» **Problem**: Everything in the records must be copied exactly except the pictures.

» **Records to use**:
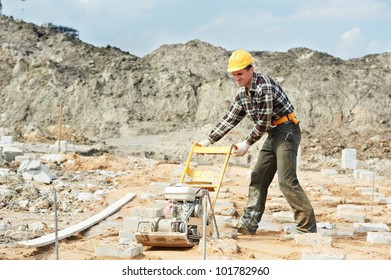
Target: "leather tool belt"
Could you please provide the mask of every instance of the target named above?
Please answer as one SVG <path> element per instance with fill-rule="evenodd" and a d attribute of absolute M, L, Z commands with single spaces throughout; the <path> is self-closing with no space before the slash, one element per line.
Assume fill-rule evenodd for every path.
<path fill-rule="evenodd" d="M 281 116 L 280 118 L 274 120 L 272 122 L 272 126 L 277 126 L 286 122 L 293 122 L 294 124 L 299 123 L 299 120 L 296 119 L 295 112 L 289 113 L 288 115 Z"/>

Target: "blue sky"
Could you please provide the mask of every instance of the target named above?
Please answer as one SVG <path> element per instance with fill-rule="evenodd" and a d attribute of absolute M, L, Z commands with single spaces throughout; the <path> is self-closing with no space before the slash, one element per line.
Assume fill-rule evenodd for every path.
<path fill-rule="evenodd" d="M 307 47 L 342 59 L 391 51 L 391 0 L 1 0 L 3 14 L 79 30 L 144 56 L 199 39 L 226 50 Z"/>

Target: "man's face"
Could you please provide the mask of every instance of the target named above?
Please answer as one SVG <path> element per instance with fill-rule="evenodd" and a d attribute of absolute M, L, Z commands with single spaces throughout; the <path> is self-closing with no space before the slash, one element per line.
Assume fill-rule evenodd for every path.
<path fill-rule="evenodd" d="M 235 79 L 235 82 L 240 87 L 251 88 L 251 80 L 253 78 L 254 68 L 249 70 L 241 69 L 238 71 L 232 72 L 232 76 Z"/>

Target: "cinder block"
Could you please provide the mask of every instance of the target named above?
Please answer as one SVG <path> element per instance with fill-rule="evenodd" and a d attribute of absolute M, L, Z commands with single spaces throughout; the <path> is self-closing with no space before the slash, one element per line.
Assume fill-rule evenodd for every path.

» **Completed exercise**:
Target: "leather tool belt"
Could you please provide the mask of every instance of the target named above?
Please answer as one SVG <path> element per instance with fill-rule="evenodd" and a d attribute of absolute M, L, Z commands with single spaces throughout; the <path> is self-closing with no space before the slash, one element per line.
Assume fill-rule evenodd for every path.
<path fill-rule="evenodd" d="M 281 116 L 280 118 L 274 120 L 272 122 L 272 126 L 277 126 L 286 122 L 293 122 L 294 124 L 299 123 L 299 120 L 296 119 L 295 112 L 289 113 L 288 115 Z"/>

Target: "blue sky"
Could you please provide the mask of every instance of the target named above?
Please answer as one SVG <path> element per instance with fill-rule="evenodd" and a d attribute of absolute M, L, Z commands with single spaces throughout; the <path> is self-closing with no space before the slash, one element per line.
Assume fill-rule evenodd for every path.
<path fill-rule="evenodd" d="M 307 47 L 342 59 L 391 51 L 391 0 L 1 0 L 3 14 L 79 30 L 144 56 L 199 39 L 226 50 Z"/>

Target: "man's face"
Could you please provide the mask of every instance of the target named above?
Please answer as one SVG <path> element per instance with fill-rule="evenodd" and a d attribute of absolute M, L, Z commands with single spaces throughout; the <path> is self-closing with no space before the slash, one element per line.
Assume fill-rule evenodd for every path.
<path fill-rule="evenodd" d="M 235 79 L 235 82 L 240 87 L 251 88 L 251 80 L 253 78 L 254 68 L 249 70 L 241 69 L 238 71 L 232 72 L 232 76 Z"/>

Target: "cinder block"
Could you please provide the mask of every instance of the target named above?
Please answer as one SVG <path> element per instance with fill-rule="evenodd" and a d attribute of absolute M, L, Z commands with single spaces throughout; the <path> is self-closing with no space before the slash, one element per line.
Assume fill-rule evenodd for every path.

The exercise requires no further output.